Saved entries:
-*-*-
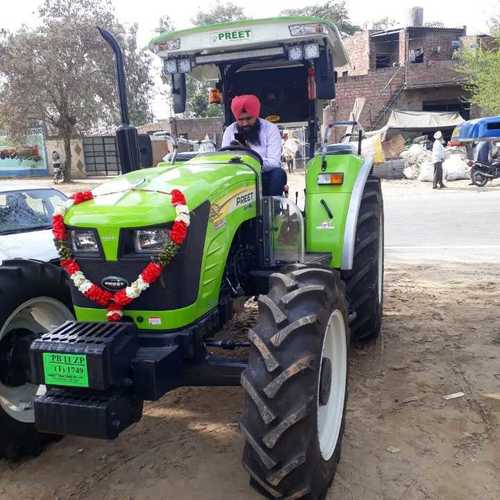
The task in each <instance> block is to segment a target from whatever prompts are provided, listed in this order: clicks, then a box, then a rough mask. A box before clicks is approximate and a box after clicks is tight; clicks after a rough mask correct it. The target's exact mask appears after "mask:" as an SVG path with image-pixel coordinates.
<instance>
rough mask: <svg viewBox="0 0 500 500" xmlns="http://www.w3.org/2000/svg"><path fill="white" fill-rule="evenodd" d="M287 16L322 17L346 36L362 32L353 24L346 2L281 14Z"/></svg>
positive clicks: (305, 7)
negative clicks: (350, 18)
mask: <svg viewBox="0 0 500 500" xmlns="http://www.w3.org/2000/svg"><path fill="white" fill-rule="evenodd" d="M281 14H282V15H285V16H313V17H320V18H322V19H325V20H327V21H331V22H332V23H334V24H335V25H336V26H337V28H338V29H339V31H340V32H341V33H343V34H344V35H352V34H353V33H355V32H356V31H359V30H360V27H359V26H356V25H354V24H352V22H351V19H350V16H349V11H348V10H347V7H346V4H345V0H326V2H323V3H315V4H312V5H306V6H305V7H300V8H298V9H285V10H283V11H282V12H281Z"/></svg>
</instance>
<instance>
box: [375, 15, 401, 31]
mask: <svg viewBox="0 0 500 500" xmlns="http://www.w3.org/2000/svg"><path fill="white" fill-rule="evenodd" d="M397 25H398V22H397V21H396V20H395V19H392V18H391V17H388V16H385V17H381V18H380V19H378V20H377V21H374V22H373V23H372V25H371V29H372V30H381V31H383V30H387V29H390V28H394V27H395V26H397Z"/></svg>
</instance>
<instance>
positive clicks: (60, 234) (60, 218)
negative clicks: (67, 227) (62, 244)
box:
-*-*-
Render every line of the entries above as a JSON list of strings, one string per line, with blank lines omitted. Exclude the pictures from the list.

[
  "The task in each <instance> block is to segment a target from whatever prompts are provided, listed in this order: clicks, then a box, then a rough mask. A box before clicks is approximate and a box after clicks is tight; clicks after a rough mask correct it. The target's exact mask appears after \"mask:\" as an SVG path with image-pixel coordinates.",
  "<instance>",
  "rough mask: <svg viewBox=\"0 0 500 500\" xmlns=\"http://www.w3.org/2000/svg\"><path fill=\"white\" fill-rule=\"evenodd\" d=\"M287 16L322 17L346 36L362 32L353 24L346 2L281 14Z\"/></svg>",
  "positive clicks: (305, 7)",
  "negative clicks: (350, 18)",
  "mask: <svg viewBox=\"0 0 500 500\" xmlns=\"http://www.w3.org/2000/svg\"><path fill=\"white\" fill-rule=\"evenodd\" d=\"M281 14H282V15H285V16H313V17H320V18H322V19H325V20H327V21H331V22H332V23H334V24H335V25H336V26H337V28H338V29H339V31H340V32H341V33H343V34H344V35H352V34H353V33H355V32H356V31H359V30H360V27H359V26H356V25H354V24H352V22H351V19H350V16H349V11H348V10H347V7H346V4H345V0H326V2H323V3H315V4H312V5H306V6H305V7H300V8H298V9H285V10H283V11H282V12H281Z\"/></svg>",
  "</instance>",
  "<instance>",
  "box: [375, 15, 401, 31]",
  "mask: <svg viewBox=\"0 0 500 500\" xmlns=\"http://www.w3.org/2000/svg\"><path fill=\"white\" fill-rule=\"evenodd\" d=\"M397 25H398V22H397V21H396V20H395V19H392V18H391V17H388V16H385V17H381V18H380V19H378V20H377V21H374V22H373V23H372V25H371V29H372V30H381V31H383V30H387V29H390V28H394V27H395V26H397Z\"/></svg>",
  "</instance>",
  "<instance>",
  "positive clicks: (60, 234) (60, 218)",
  "negative clicks: (67, 227) (62, 244)",
  "box:"
]